-- Start Input rows --

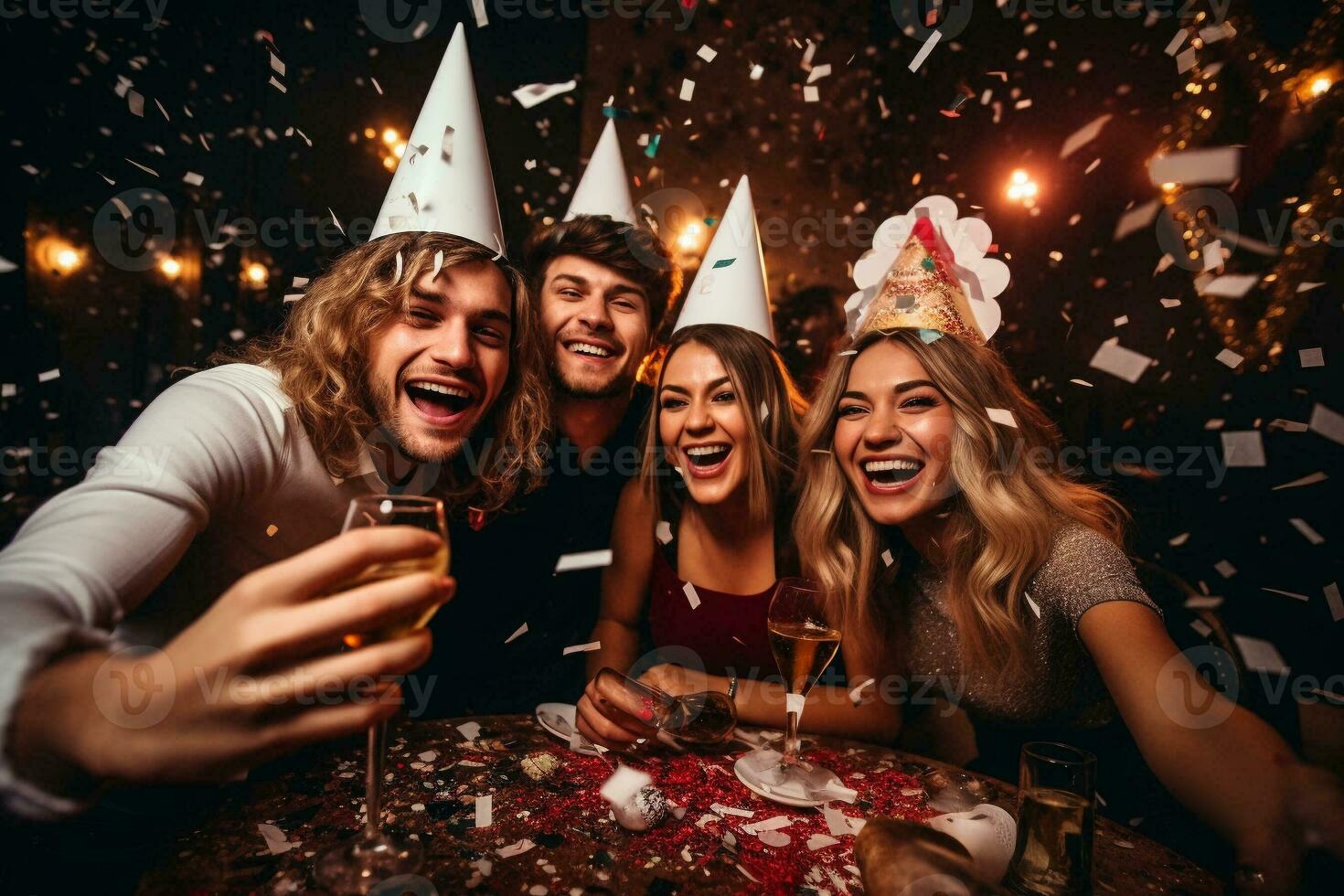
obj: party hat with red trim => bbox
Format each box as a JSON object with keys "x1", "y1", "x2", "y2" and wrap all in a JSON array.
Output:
[
  {"x1": 564, "y1": 118, "x2": 635, "y2": 224},
  {"x1": 672, "y1": 175, "x2": 774, "y2": 343},
  {"x1": 846, "y1": 197, "x2": 1009, "y2": 343},
  {"x1": 369, "y1": 24, "x2": 504, "y2": 255}
]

-- End Input rows --

— Given problem —
Copy every line of the records above without any change, and omit the pictures from your answer.

— Response to the exercise —
obj: party hat with red trim => bbox
Format each box as a JSON object with keys "x1", "y1", "x2", "y2" and wrap all in a JSON array.
Output:
[
  {"x1": 564, "y1": 118, "x2": 635, "y2": 224},
  {"x1": 672, "y1": 175, "x2": 774, "y2": 343},
  {"x1": 846, "y1": 197, "x2": 1009, "y2": 343},
  {"x1": 369, "y1": 24, "x2": 504, "y2": 255}
]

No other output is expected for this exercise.